TEKSTFRAGMENT.
Hof Amsterdam, 07-11-2017, nr. 200.198.431/01
ECLI:NL:GHAMS:2017:4587
- Instantie
Hof Amsterdam
- Datum
07-11-2017
- Zaaknummer
200.198.431/01
- Vakgebied(en)
Civiel recht algemeen (V)
- Brondocumenten en formele relaties
ECLI:NL:GHAMS:2017:4587, Uitspraak, Hof Amsterdam, 07‑11‑2017; (Verwijzing na Hoge Raad)
- Vindplaatsen
JA 2018/14 met annotatie van mr. J. van de Klashorst
NTHR 2018, afl. 4, p. 239
Uitspraak 07‑11‑2017
Inhoudsindicatie
Verzekeringsrecht. Procedure na verwijzing door de Hoge Raad (ECLI:NL:HR:2016:336). Verzwijging. Beroep op art. 251 K (oud). Gevolgen van het beroep op verzwijging worden bepaald door art. 7:929 en 7:930 BW. Opzegging door andere verzekeraar niet gemeld. Vragenlijst-jurisprudentie. Verzekeraar kan zich niet beroepen op feiten waarnaar niet is gevraagd, tenzij opzet tot misleiding (art. 7:928 lid 6 BW). Toelating van verzekeraar tot bewijs van opzet. Als opzet wordt bewezen, moet na tegenbewijslevering door de verzekerde worden beoordeeld of de verzekeraar, als redelijk handelend verzekeraar, de verzekering niet had gesloten als de verzwegen feiten wel waren medegedeeld. Maatstaf redelijk handelend verzekeraar.

RIJEN GEGEVENS.
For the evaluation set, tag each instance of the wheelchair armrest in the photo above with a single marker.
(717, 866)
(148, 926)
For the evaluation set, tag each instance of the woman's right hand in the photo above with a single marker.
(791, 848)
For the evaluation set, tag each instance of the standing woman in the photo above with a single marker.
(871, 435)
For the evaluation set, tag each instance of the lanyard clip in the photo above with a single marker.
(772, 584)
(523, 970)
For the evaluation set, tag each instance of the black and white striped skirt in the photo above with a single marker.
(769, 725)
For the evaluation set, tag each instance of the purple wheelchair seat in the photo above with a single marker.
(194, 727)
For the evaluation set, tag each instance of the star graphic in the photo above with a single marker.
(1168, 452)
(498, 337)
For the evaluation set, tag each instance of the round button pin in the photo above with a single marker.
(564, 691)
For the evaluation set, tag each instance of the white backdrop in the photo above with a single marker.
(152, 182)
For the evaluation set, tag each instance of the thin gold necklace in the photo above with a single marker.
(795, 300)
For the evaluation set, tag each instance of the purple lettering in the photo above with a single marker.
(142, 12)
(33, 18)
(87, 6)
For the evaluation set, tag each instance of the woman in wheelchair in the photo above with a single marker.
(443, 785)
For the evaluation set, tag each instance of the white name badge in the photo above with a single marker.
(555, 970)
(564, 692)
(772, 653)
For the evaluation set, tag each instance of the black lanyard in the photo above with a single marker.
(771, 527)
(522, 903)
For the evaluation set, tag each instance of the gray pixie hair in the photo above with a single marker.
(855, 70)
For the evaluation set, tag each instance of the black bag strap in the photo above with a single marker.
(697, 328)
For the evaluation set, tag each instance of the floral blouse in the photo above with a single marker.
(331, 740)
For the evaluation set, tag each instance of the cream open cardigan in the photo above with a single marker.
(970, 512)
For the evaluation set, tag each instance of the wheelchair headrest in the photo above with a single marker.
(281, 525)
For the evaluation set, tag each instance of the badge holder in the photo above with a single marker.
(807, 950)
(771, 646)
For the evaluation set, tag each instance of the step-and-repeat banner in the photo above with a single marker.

OPDRACHTEN EN OEFENINGEN.
1 - Bij welke vindplaats in het tekstfragment staat een annotatie van mr. J. van de Klashorst?
2 - Neem uit het tekstfragment woord voor woord over wat staat van "Hof Amsterdam, 07-11-2017, nr." tot en met "recht algemeen (V)".
Deze gegevens komen uit een andere bron.

ANTWOORDEN OPDRACHTEN.
1 - JA 2018/14

2 -
Hof Amsterdam, 07-11-2017, nr. 200.198.431/01
ECLI:NL:GHAMS:2017:4587
- Instantie
Hof Amsterdam
- Datum
07-11-2017
- Zaaknummer
200.198.431/01
- Vakgebied(en)
Civiel recht algemeen (V)